IN THIS ARTICLE
If 2018 had taught us anything, it’s no place on Earth is free of natural disaster. With the multiple California wildfires throughout the year, surrounding cities experienced heavy air pollution.
The World Health Organization estimates that 4.6 million people die each year from causes directly attributable to air pollution. With that in mind, even being aware of air particulates and toxins wage a difficult battle. Many people often don’t realize that their towns, let alone their own homes, could be filled with tainted air.
However, in this day and age of powerful IoT technologies, any person can combat bad air quality. Sensors and microcontrollers have gotten so cheap, so small, and so simple to implement, that practically anyone can install any type of monitor or sensor in their very own home.
In this tutorial, we’ll show you how easy it is to create an air quality sensor and monitor using a few low-cost electronics and PubNub Functions. The sensor will extract air quality information with multiple sensors, graph that data in realtime, and even set off a speaker alarm if the air quality reaches a harmful critical point.
What You’ll Need
- Arduino Uno
- Breadboard & Wires
- Basic Speaker
- MQ-2 Smoke Detecting Sensor
- MQ-7 Carbon Monoxide Co Gas Sensor
- Air Quality Sensor Hazardous Gas Detection Module
- DHT11 Temperature and Humidity Sensor
Hardware
Arduino Uno
Arduino Uno is one of the cheapest and most popular microcontrollers available today. Since the Uno has an onboard analog-to-digital converter, the analog signals produced from our sensors can be properly read. Other popular microcontrollers do not have this feature, so that’s why we chose the Uno for this project.
BreadBoard
A breadboard is a tool used to prototype and test circuits. Breadboards have two long rails (red rail for power and blue rail for ground) on each of its sides that are each connected vertically down the board. This is where engineers typically plug in a power supply and ground so that the whole rail can be easily used as a power and ground connection. At the center of the board, there are groups of 5-holed horizontal lines. Each of these lines is horizontally connected (5-hole connection) which are used for the circuit itself. You can even connect one grouping to another to make a 10-hole connection and so on and so forth.
Basic Speaker
You know what a speaker is. But here’s some fun cocktail party knowledge: a speaker is essentially a piece of vibrating metal that moves up by a magnet when fed power and falls down when unpowered. When the magnet is turned on and off at a specific frequency, a tone can be played. You won’t need to know much about how to code one of these, but it’s always nice to know!

-- -- --

# [Problem statement]
Answer these questions using the air quality sensor tutorial:
1. According to the World Health Organization, how many people die each year from causes directly attributable to air pollution?
2. What Arduino Uno feature led to its choice for this project?
3. Which breadboard rail color is for power, and which is for ground?

# [Entries shown]
-- -- --

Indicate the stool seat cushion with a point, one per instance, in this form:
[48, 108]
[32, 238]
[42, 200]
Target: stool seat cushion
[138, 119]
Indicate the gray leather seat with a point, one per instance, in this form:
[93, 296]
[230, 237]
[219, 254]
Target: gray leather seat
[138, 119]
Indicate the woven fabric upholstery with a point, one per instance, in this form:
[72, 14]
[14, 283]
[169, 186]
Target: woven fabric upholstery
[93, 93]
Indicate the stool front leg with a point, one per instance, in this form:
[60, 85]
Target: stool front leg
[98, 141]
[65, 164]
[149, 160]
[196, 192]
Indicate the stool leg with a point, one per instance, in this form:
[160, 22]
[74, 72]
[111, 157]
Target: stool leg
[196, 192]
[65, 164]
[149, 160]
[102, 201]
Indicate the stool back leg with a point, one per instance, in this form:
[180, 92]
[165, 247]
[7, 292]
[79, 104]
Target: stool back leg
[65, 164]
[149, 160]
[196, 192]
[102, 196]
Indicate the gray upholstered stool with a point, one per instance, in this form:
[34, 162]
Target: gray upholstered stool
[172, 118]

-- -- --

# [Solution]
1. 4.6 million people.
2. Its onboard analog-to-digital converter, which lets it read the analog signals from the sensors.
3. Red is for power, and blue is for ground.